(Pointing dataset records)
⟨

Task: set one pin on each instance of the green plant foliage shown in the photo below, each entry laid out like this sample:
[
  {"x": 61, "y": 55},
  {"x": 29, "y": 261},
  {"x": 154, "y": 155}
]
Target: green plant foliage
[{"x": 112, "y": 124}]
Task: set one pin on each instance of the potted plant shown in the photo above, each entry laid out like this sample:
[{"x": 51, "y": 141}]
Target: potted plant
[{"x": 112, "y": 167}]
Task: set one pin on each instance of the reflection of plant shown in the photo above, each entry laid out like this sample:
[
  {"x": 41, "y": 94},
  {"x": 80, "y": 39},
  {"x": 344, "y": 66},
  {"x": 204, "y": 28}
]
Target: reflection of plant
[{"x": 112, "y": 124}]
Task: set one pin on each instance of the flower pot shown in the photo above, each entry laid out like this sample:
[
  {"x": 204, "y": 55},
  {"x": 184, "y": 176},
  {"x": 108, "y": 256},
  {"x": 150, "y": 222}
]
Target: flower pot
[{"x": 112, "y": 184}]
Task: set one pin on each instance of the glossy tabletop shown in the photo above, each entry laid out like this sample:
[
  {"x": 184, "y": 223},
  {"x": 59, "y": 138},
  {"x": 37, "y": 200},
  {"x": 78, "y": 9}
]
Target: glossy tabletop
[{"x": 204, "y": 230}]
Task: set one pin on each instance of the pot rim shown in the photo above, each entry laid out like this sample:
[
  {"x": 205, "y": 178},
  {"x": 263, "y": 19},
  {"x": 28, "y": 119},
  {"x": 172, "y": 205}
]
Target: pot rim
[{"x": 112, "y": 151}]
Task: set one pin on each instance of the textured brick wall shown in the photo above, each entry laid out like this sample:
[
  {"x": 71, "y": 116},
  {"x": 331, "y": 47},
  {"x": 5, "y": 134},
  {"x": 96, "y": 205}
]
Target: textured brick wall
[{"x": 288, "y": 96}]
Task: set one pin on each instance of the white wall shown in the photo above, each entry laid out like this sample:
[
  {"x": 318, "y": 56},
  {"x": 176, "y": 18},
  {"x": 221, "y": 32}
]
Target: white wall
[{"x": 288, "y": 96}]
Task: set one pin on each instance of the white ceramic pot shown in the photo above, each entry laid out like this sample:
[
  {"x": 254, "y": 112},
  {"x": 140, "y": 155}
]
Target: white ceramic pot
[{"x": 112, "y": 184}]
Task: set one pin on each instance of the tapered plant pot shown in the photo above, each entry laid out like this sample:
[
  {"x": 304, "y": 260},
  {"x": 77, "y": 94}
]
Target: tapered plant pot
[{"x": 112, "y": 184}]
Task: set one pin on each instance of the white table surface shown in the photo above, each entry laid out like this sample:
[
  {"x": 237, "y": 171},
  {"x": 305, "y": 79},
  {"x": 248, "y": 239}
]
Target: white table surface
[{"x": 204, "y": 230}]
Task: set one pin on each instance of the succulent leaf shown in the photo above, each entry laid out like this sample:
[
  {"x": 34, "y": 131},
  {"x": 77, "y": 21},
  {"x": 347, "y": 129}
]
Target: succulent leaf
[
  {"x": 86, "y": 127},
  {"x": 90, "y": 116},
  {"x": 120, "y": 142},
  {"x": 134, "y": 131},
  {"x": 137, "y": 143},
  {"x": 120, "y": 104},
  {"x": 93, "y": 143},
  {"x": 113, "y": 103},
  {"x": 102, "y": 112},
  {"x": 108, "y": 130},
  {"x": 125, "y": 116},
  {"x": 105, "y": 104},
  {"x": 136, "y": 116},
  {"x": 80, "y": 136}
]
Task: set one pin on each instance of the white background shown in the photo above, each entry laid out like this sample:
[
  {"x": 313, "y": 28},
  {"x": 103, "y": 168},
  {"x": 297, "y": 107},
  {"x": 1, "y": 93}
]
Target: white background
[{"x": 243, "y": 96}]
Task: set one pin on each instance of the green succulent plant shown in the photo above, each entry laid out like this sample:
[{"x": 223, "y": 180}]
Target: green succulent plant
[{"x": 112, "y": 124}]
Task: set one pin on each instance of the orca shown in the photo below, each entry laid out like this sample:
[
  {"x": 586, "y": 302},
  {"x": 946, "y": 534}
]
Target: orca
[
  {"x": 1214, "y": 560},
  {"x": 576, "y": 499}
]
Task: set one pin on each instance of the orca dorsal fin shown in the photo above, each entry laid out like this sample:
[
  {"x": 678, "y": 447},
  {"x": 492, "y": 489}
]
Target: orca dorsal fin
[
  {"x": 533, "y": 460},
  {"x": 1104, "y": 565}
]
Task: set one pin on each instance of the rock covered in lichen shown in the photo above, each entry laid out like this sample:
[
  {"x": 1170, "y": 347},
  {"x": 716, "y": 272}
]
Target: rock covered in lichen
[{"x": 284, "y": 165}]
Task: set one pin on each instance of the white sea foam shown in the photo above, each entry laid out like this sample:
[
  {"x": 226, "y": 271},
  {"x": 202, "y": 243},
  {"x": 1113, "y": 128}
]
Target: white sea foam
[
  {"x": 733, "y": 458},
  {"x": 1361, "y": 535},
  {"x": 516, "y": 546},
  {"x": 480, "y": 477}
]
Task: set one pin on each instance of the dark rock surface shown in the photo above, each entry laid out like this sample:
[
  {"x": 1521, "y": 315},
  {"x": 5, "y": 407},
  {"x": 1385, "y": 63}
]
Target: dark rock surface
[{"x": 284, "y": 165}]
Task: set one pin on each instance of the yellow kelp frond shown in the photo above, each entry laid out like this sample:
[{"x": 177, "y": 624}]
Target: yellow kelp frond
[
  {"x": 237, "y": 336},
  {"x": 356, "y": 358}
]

⟩

Your task » Take the records above and return them exactly as written.

Result for this exercise »
Task: set one pin on each instance of the green plant foliage shown in the photo below, each entry laid out like this sample:
[
  {"x": 61, "y": 55},
  {"x": 29, "y": 261},
  {"x": 154, "y": 155}
]
Target: green plant foliage
[{"x": 112, "y": 124}]
Task: set one pin on each instance of the potted plant shown in the photo above, each entry laid out like this sample:
[{"x": 51, "y": 141}]
Target: potted plant
[{"x": 112, "y": 167}]
Task: set one pin on each instance of the reflection of plant shown in the photo above, each entry laid out like this sample:
[
  {"x": 41, "y": 94},
  {"x": 80, "y": 39},
  {"x": 344, "y": 66},
  {"x": 204, "y": 28}
]
Target: reflection of plant
[{"x": 112, "y": 124}]
Task: set one pin on each instance of the flower pot shown in the photo above, each entry laid out like this sample:
[
  {"x": 204, "y": 55},
  {"x": 184, "y": 176},
  {"x": 108, "y": 256},
  {"x": 150, "y": 222}
]
Target: flower pot
[{"x": 112, "y": 184}]
Task: set one pin on each instance of the glossy tabletop shown in the photo above, each entry laid out like this sample:
[
  {"x": 184, "y": 223},
  {"x": 59, "y": 138},
  {"x": 37, "y": 200},
  {"x": 78, "y": 9}
]
Target: glossy tabletop
[{"x": 204, "y": 230}]
Task: set one pin on each instance of the pot rim shown in the photo above, each entry laid out like this sample:
[
  {"x": 205, "y": 178},
  {"x": 263, "y": 19},
  {"x": 28, "y": 119},
  {"x": 172, "y": 205}
]
Target: pot rim
[{"x": 112, "y": 151}]
Task: set one pin on each instance of the textured brick wall shown in the photo above, each entry laid out like this sample:
[
  {"x": 71, "y": 116},
  {"x": 331, "y": 47},
  {"x": 5, "y": 134},
  {"x": 96, "y": 205}
]
Target: textured brick wall
[{"x": 288, "y": 96}]
Task: set one pin on each instance of the white wall shown in the photo above, each entry laid out like this sample:
[
  {"x": 318, "y": 56},
  {"x": 176, "y": 18},
  {"x": 221, "y": 32}
]
Target: white wall
[{"x": 288, "y": 96}]
Task: set one pin on each instance of the white ceramic pot shown in the photo above, each entry laid out like this sample:
[
  {"x": 254, "y": 112},
  {"x": 140, "y": 155}
]
Target: white ceramic pot
[{"x": 112, "y": 184}]
Task: set one pin on each instance of the tapered plant pot shown in the photo above, each entry laid out like this sample:
[
  {"x": 304, "y": 260},
  {"x": 77, "y": 94}
]
Target: tapered plant pot
[{"x": 112, "y": 184}]
Task: set one pin on each instance of the white table surface shown in the photo above, each entry laid out like this sample:
[
  {"x": 237, "y": 171},
  {"x": 305, "y": 79},
  {"x": 248, "y": 239}
]
Target: white table surface
[{"x": 204, "y": 230}]
Task: set one pin on each instance of the succulent leaf shown in the photo above, each entry laid out like this sample:
[
  {"x": 34, "y": 131},
  {"x": 77, "y": 21},
  {"x": 347, "y": 129}
]
Target: succulent leaf
[
  {"x": 86, "y": 127},
  {"x": 90, "y": 116},
  {"x": 120, "y": 142},
  {"x": 134, "y": 131},
  {"x": 137, "y": 143},
  {"x": 120, "y": 104},
  {"x": 93, "y": 143},
  {"x": 113, "y": 103},
  {"x": 102, "y": 112},
  {"x": 108, "y": 130},
  {"x": 125, "y": 116},
  {"x": 105, "y": 104},
  {"x": 136, "y": 116},
  {"x": 80, "y": 136}
]
Task: set one pin on each instance of the white background shown in the photo above, each entry laid out like this sample:
[
  {"x": 313, "y": 28},
  {"x": 103, "y": 168},
  {"x": 297, "y": 107},
  {"x": 1, "y": 93}
]
Target: white background
[{"x": 243, "y": 96}]
Task: set one pin on each instance of the green succulent plant shown in the photo above, each entry laid out like this sample:
[{"x": 223, "y": 180}]
Target: green succulent plant
[{"x": 112, "y": 124}]
Task: set one pin on each instance of the orca shown in the photo below, each entry laid out like this sample:
[
  {"x": 586, "y": 302},
  {"x": 946, "y": 534}
]
Target: orca
[
  {"x": 1214, "y": 560},
  {"x": 576, "y": 499}
]
Task: set one pin on each instance of the orca dorsal fin shown in the photo above, each entry laid out like this sample:
[
  {"x": 678, "y": 447},
  {"x": 492, "y": 489}
]
Target: orca dorsal fin
[
  {"x": 533, "y": 460},
  {"x": 1104, "y": 565}
]
Task: set one pin on each instance of the rock covered in lichen shown in the photo above, each entry laid out like this sample:
[
  {"x": 1170, "y": 347},
  {"x": 716, "y": 272}
]
Target: rock covered in lichen
[{"x": 284, "y": 165}]
Task: set one pin on each instance of the white sea foam shown in the photo above, each entry laid out like this sample:
[
  {"x": 226, "y": 271},
  {"x": 202, "y": 243},
  {"x": 1113, "y": 128}
]
Target: white sea foam
[
  {"x": 733, "y": 458},
  {"x": 1361, "y": 535},
  {"x": 516, "y": 546},
  {"x": 480, "y": 477}
]
Task: set one pin on each instance of the dark rock surface shown in the photo above, each entry laid out like this sample:
[
  {"x": 1521, "y": 315},
  {"x": 5, "y": 407},
  {"x": 1385, "y": 63}
]
Target: dark rock surface
[{"x": 284, "y": 165}]
Task: set one pin on each instance of the yellow kelp frond shown in the photo above, each entry laid out like this sample:
[{"x": 177, "y": 624}]
Target: yellow kelp frond
[
  {"x": 237, "y": 336},
  {"x": 356, "y": 358}
]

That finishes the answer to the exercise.